- DESCRIPTION OF THE TASK
Copy out verbatim the lines of the items starting at the line that contains "Please complete this annotation. The target class is dragon" and continuing through the last line of the items, with both of those lines included.

═════ ROWS ═════

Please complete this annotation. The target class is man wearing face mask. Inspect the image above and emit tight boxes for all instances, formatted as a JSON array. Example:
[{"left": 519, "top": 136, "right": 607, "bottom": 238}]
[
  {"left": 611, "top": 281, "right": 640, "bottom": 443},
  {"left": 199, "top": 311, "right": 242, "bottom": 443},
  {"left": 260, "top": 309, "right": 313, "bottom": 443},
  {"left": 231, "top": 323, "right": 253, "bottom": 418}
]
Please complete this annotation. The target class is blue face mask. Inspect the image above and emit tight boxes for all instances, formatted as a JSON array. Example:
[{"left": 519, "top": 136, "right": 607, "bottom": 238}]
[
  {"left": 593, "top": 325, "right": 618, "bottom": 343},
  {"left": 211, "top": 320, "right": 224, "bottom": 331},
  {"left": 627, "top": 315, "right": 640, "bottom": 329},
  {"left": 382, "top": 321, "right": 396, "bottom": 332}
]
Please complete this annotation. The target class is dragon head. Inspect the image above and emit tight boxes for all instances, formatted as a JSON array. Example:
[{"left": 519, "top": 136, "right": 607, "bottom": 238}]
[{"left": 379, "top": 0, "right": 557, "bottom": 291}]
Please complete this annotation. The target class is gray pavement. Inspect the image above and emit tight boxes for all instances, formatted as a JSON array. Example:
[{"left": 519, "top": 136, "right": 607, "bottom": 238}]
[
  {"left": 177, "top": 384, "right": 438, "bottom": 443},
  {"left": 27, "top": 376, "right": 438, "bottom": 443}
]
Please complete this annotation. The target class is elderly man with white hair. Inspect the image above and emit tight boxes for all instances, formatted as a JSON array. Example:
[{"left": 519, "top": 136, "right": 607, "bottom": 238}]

═════

- THE SOLUTION
Please complete this annotation. The target class is dragon head. Inspect the image above and emit tight boxes for all instances, formatted as a JSON array. Example:
[{"left": 519, "top": 136, "right": 607, "bottom": 238}]
[{"left": 379, "top": 0, "right": 557, "bottom": 291}]
Please complete this annotation. The target class is gray pavement. Inspect the image above and emit tight boxes for all instances, formatted as a JSON array. Example:
[{"left": 519, "top": 136, "right": 607, "bottom": 238}]
[
  {"left": 177, "top": 384, "right": 438, "bottom": 443},
  {"left": 27, "top": 376, "right": 438, "bottom": 443}
]
Please complete this annotation. The target class is elderly man with white hair. Inspect the image above and emit tight boxes for all instances, formatted as a JSON array. Example:
[{"left": 519, "top": 136, "right": 607, "bottom": 238}]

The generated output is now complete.